## Challenge:
Return every line below that contains the word "tower", copied without any changes.

## Raw records:
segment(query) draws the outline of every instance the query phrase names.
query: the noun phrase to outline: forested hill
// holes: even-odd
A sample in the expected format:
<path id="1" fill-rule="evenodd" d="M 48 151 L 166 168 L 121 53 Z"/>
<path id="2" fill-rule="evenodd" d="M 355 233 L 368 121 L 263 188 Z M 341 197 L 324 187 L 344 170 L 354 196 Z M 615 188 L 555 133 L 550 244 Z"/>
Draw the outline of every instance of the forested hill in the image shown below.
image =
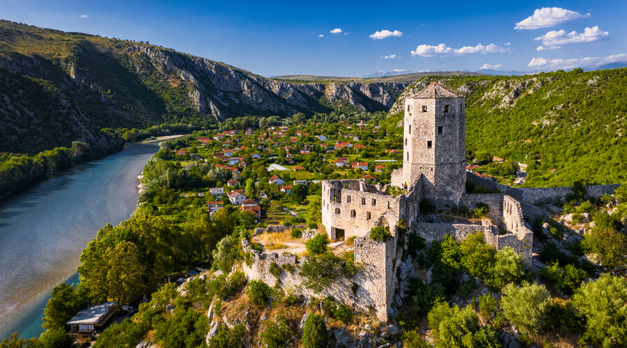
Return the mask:
<path id="1" fill-rule="evenodd" d="M 0 152 L 93 142 L 102 127 L 387 111 L 403 83 L 293 84 L 127 40 L 0 20 Z"/>
<path id="2" fill-rule="evenodd" d="M 527 164 L 529 187 L 627 182 L 627 68 L 428 77 L 401 93 L 391 117 L 402 122 L 405 95 L 432 81 L 466 96 L 471 158 L 488 151 Z"/>

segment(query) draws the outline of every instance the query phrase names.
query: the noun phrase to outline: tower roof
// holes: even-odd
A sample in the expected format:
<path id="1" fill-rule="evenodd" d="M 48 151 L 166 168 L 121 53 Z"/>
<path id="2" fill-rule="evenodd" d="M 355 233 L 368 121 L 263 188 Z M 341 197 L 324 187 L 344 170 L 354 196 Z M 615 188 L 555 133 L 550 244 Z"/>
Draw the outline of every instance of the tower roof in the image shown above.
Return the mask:
<path id="1" fill-rule="evenodd" d="M 438 82 L 431 82 L 428 86 L 422 88 L 418 93 L 410 95 L 410 98 L 428 99 L 428 98 L 459 98 L 463 95 L 447 88 Z"/>

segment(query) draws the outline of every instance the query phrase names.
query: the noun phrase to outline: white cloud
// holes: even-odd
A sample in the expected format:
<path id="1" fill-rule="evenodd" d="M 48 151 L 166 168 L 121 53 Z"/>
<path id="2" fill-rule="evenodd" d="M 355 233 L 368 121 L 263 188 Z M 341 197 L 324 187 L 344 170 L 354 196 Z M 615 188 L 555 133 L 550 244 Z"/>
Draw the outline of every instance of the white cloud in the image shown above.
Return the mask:
<path id="1" fill-rule="evenodd" d="M 532 16 L 516 23 L 515 29 L 538 29 L 554 26 L 564 22 L 590 17 L 589 13 L 582 15 L 559 7 L 543 7 L 536 8 Z"/>
<path id="2" fill-rule="evenodd" d="M 499 68 L 501 68 L 501 66 L 502 66 L 502 64 L 490 64 L 488 63 L 486 63 L 483 65 L 481 65 L 481 68 L 479 70 L 482 70 L 483 69 L 490 69 L 490 70 L 495 70 L 498 69 Z"/>
<path id="3" fill-rule="evenodd" d="M 495 44 L 490 44 L 487 46 L 477 44 L 477 46 L 464 46 L 460 48 L 452 48 L 441 43 L 438 46 L 420 45 L 416 47 L 415 50 L 412 51 L 412 56 L 433 57 L 435 56 L 460 55 L 476 53 L 481 53 L 483 54 L 486 53 L 502 53 L 505 52 L 505 49 Z"/>
<path id="4" fill-rule="evenodd" d="M 398 30 L 390 31 L 387 29 L 384 29 L 381 31 L 375 31 L 375 33 L 370 35 L 370 38 L 385 39 L 385 38 L 389 38 L 390 36 L 403 36 L 403 32 L 398 31 Z"/>
<path id="5" fill-rule="evenodd" d="M 574 30 L 570 33 L 566 33 L 564 29 L 552 30 L 534 40 L 542 40 L 543 46 L 537 48 L 538 51 L 541 51 L 543 49 L 557 49 L 563 45 L 592 42 L 609 38 L 609 31 L 603 31 L 598 29 L 598 26 L 594 26 L 591 28 L 586 27 L 584 29 L 584 32 L 579 34 Z"/>
<path id="6" fill-rule="evenodd" d="M 607 57 L 585 57 L 571 59 L 547 59 L 534 58 L 527 66 L 543 70 L 574 69 L 575 68 L 597 68 L 610 63 L 627 62 L 627 54 L 612 54 Z"/>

## Response:
query: the noun phrase to outline: tower roof
Draw the outline of every instance of the tower roof in the image shown above.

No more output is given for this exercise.